*Passage extrait:*
——

Au fait, faut il rappeller l’age moyen du parc aérien Européen ? L’Allemagne et d’autres alignent encore des F-4 concus il y a 50 ans, l’Esapagne des Mirage F-1 conçus il y a 40 ans, les F-16 du Benelux et de la Norvége datent d’un programme d’il y a 30 ans.
Et les mesures d’austérité prise à la vite depuis quelques mois risque de faire d’armées de l’air prestigieuse comme la Royal Air Force des armes de seconde rang avec moins d’avions combat que l’Algérie…
Déja, en théorie, la Libye avec ses Antonov à plus de capacités de transport aérien que la France.
Un avion de combat, c’est une vingtaine de programmes technologiques parmi les plus avancés, qui déterminent, pour une large part, l’innovation industrielle de secteurs entiers de l’économie européenne. En abandonner la construction serait préjudiciable à beaucoup de secteurs civils. Les Américains ont compris cela depuis longtemps.

——

*Données fournies:*
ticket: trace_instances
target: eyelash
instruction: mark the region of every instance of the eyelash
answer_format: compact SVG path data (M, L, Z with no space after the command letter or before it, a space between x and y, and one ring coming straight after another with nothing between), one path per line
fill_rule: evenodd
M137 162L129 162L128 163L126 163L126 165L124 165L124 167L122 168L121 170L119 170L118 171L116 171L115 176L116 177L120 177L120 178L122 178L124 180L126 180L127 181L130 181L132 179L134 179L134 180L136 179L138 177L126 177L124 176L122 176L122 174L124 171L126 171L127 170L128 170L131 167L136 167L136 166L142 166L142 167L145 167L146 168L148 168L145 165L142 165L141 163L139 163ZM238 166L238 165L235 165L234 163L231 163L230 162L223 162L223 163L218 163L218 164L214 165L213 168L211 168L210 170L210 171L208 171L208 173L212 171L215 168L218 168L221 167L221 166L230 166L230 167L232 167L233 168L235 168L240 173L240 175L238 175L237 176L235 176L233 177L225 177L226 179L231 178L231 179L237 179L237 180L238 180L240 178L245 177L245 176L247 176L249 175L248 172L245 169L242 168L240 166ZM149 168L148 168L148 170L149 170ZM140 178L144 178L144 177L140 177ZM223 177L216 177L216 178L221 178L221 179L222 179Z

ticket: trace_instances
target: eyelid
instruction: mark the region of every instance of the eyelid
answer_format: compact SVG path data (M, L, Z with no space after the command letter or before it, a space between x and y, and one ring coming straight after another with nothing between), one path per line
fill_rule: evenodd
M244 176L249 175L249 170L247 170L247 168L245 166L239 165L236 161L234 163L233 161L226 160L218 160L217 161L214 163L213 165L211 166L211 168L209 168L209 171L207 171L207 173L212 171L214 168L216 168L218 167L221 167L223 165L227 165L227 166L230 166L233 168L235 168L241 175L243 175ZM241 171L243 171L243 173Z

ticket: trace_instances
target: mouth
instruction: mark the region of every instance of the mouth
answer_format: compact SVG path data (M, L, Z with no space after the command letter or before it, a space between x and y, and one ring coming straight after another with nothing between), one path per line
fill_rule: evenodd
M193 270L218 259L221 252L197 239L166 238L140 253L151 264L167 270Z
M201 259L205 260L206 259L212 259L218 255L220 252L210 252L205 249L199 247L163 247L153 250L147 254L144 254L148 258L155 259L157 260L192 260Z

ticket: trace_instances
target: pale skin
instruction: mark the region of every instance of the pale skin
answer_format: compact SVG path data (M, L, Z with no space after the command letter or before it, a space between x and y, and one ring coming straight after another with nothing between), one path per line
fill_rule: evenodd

——

*Consigne:* Dressez la liste de tous les avions désignés par leur nom dans le passage sur l'aviation militaire européenne.

*Résultat final:*
F-4
Mirage F-1
F-16
Antonov